KORZYSTAJĄC Z INFORMACJI:
(a) Przepisz z tekstu o robotach przemysłowych fragment od "Wśród najczęściej instalowanych" do "Delta – 1 proc.".
(b) Ile robotów współpracujących zainstalowano na świecie w latach 2020/2021 według tekstu o robotach przemysłowych?
(c) Dopisz dalszą część tekstu o robotach przemysłowych, zaczynając po jego ostatnim zdaniu.

FRAGMENT STRONY:
Dane statystyczne IFR pokazują, że w Polsce największym zainteresowaniem nadal cieszą się roboty przygotowane do realizacji operacji handlingowych tj. obsługi i przenoszenia materiałów i produktów, a także procesów obsługi maszyn (obróbka metali i tworzyw sztucznych). W celu realizacji takich zadań w 2021 przedsiębiorcy zakupili 1.741 sztuk robotów. Kolejną pulę 572 nowych jednostek stanowiły roboty zaprojektowane w celu spawania (spawanie łukowe i zgrzewanie punktowe), a 174 roboty zostały skierowane do operacji montażu i demontażu.
Wśród najczęściej instalowanych typów robotów wciąż dominują roboty przegubowe – 71 proc. instalacji oraz roboty liniowe/ kartezjańskie - 16 proc. Niższe udziały w ogólnej sprzedaży dotyczą robotów typu SCARA – 10 proc. oraz robotów Delta – 1 proc.
– Zainteresowanie robotami liniowymi obserwujemy głownie ze strony klientów z branży przetwórstwa tworzyw sztucznych. Mnogość procesów odpowiednich dla tego typu rozwiązań i wyniki sprzedażowe świadczą o tym, że branża rozwija się dynamicznie, jednak w ogólnej puli instalowanych robotów tradycyjne roboty przegubowe ustępują miejsca uniwersalnym robotom liniowym – zauważa Jędrzej Kowalczyk.
Coboty coraz bardziej poszukiwane
Najnowsze statystyki IFR pokazują, że na przestrzeni ostatniego roku (2020/2021) na świecie zainstalowano 38.966 sztuk robotów współpracujących, co oznacza 50 proc. wzrost w stosunku do roku poprzedniego.
– Wraz z poszerzeniem oferty FANUC notujemy coraz więcej zapytań dotyczących wdrożenia robotów przygotowanych do bezpośredniej współpracy z ludźmi (tzw. robotów współpracujących). Są nimi zainteresowane przede wszystkim firmy z sektora MSP, które chcą działać efektywnie przy często ograniczonej przestrzeni i zasobach – mówi Jędrzej Kowalczyk.
Udział cobotów w ogólnej sprzedaży robotów przemysłowych na świecie wynosi obecnie 7,5 proc. - dla porównania w 2017 było to 2,8 proc., a w 2019 – 5,3 proc.

FRAGMENTY DANYCH:
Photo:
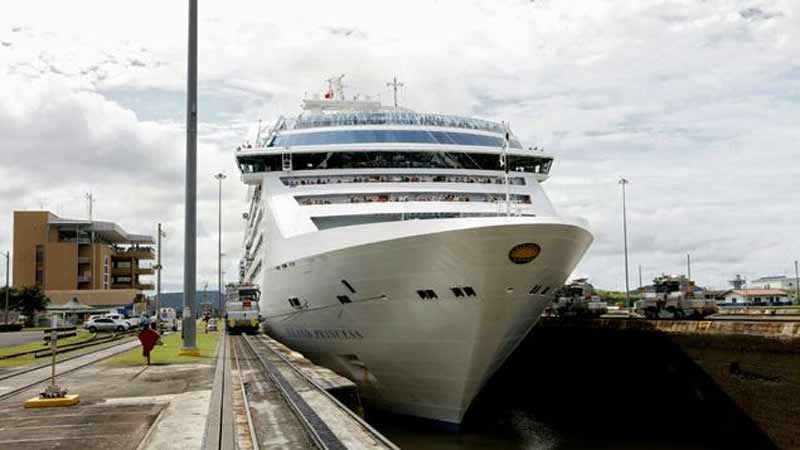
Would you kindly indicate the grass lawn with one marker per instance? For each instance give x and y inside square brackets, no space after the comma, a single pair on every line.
---
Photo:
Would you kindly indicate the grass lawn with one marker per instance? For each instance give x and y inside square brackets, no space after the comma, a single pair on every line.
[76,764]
==
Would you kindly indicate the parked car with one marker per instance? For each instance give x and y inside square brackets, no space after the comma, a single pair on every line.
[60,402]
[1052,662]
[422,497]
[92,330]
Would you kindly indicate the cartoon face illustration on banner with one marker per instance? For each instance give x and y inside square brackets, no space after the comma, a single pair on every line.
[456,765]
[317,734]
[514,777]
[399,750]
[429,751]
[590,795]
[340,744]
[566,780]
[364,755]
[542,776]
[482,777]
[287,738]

ODPOWIEDZI WEDŁUG PUNKTÓW:
(a)
Wśród najczęściej instalowanych typów robotów wciąż dominują roboty przegubowe – 71 proc. instalacji oraz roboty liniowe/ kartezjańskie - 16 proc. Niższe udziały w ogólnej sprzedaży dotyczą robotów typu SCARA – 10 proc. oraz robotów Delta – 1 proc.

(b) 38.966 sztuk.

(c)
– W polskich firmach coboty są najchętniej wykorzystywane do pracy na stanowiskach wymagających przenoszenia ciężkich ładunków, m.in.: paletyzacji, pakowania, montażu oraz do realizacji procesów spawania. Są to obszary najmniej lubiane i trudne do obsadzenia pracownikami – m.in. z uwagi na męczący, ciężki i monotonny charakter zadań oraz na zagrożenie zdrowia lub nawet życia pracownika, a mobilne coboty są stosunkowo łatwe do szybkiego wdrożenia, programowania i codziennej obsługi – komentuje Jędrzej Kowalczyk.
Gęstość robotyzacji
Przeciętnie na 10 tys. pracowników zatrudnionych w światowym przemyśle przypada obecnie 141 robotów (+18 w stosunku do 2020 r.), w Europie wskaźnik wynosi średnio 129 (+11), a w Polsce 63 (+ 11).
– W Polsce wciąż borykamy się z niskim poziomem zagęszczenia robotów w przemyśle. Niestety to ogranicza możliwości nowoczesnego zarządzania i optymalizowania produkcji, przedsiębiorcy mają również mniejsze pole manewru przy obniżaniu kosztów operacyjnych i nierzadko związane ręce w sytuacjach kryzysowych, kiedy trzeba utrzymać ciągłość pracy w hali produkcyjnej – zaznacza Jędrzej Kowalczyk.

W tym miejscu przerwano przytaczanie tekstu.